Extracted text Start Marker
Politics steps aside on Sunday, as Americans celebrate what is essentially a national holiday, of sorts. At 6:30pm tomorrow, February 5, the New England Patriots will play the Atlanta Falcons in Houston, TX in the 2017 Super Bowl. Over 110 million viewers will tune in to watch the game, the halftime show and, of course, the commercials. (Every year, that number keeps inching closer to the voter turnout.) However, for Patriots’ fans, there is a looming question: will Nate Ebner, the Special Teams player that suffered a concussion, a head injury, in the AFC championship be on the field?
On January 22, the AFC Championship was held, with the Patriots playing the Pittsburgh Steelers. It was a victory for the New England Patriots, but not for Ebner, who got a concussion. Since then, the status of Ebner has been unclear. Though the Patriots cancelled practice last Wednesday, the roster shows that Ebner would not have been a participant. On Thursday, January 25, Ebner also sat out. There are two weeks between the league championships and the Super Bowl, which some see as positive because it gives players an adequate amount of time to “recover” from any injuries. However, ten days after their win, on February 1, Ebner finally returned to practice, as a limited participant only.
Extracted text End Marker
* Apply what you read *
a) Summarize the Super Bowl passage in two sentences.
b) Translate this sentence from the Super Bowl passage into Spanish: "It was a victory for the New England Patriots, but not for Ebner, who got a concussion."
c) In the Super Bowl passage, rewrite the paragraph beginning "On January 22, the AFC Championship was held" as a bulleted list that keeps its main facts.
The listing has no connection to the Super Bowl passage above.
Provided data Start Marker
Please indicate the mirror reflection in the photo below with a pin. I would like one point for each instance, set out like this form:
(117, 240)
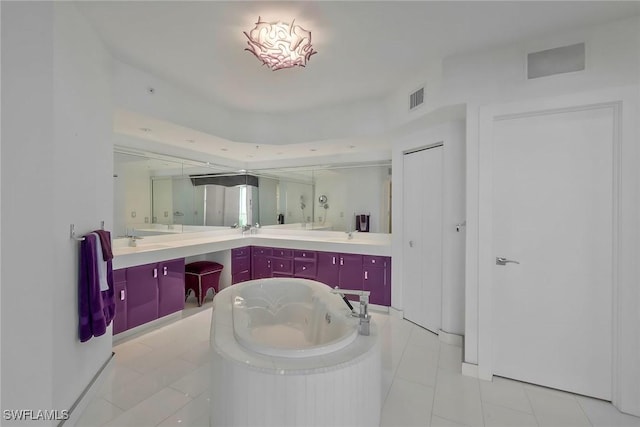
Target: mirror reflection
Provided data End Marker
* Answers per task *
a) The New England Patriots will play the Atlanta Falcons in the 2017 Super Bowl in Houston, TX on February 5, with over 110 million viewers expected to tune in. Patriots fans wonder whether Special Teams player Nate Ebner, who suffered a concussion in the January 22 AFC Championship win over the Pittsburgh Steelers, will be on the field, since he returned to practice on February 1 only as a limited participant.

b) Fue una victoria para los New England Patriots, pero no para Ebner, que sufrió una conmoción cerebral.

c)
- On January 22, the Patriots beat the Pittsburgh Steelers in the AFC Championship, but Ebner suffered a concussion.
- Ebner's status has been unclear since then.
- The Patriots cancelled practice last Wednesday, though the roster shows Ebner would not have participated.
- Ebner also sat out on Thursday.
- Some view the two weeks between the league championships and the Super Bowl as positive because players have time to recover from injuries.
- On February 1, ten days after the win, Ebner returned to practice as a limited participant only.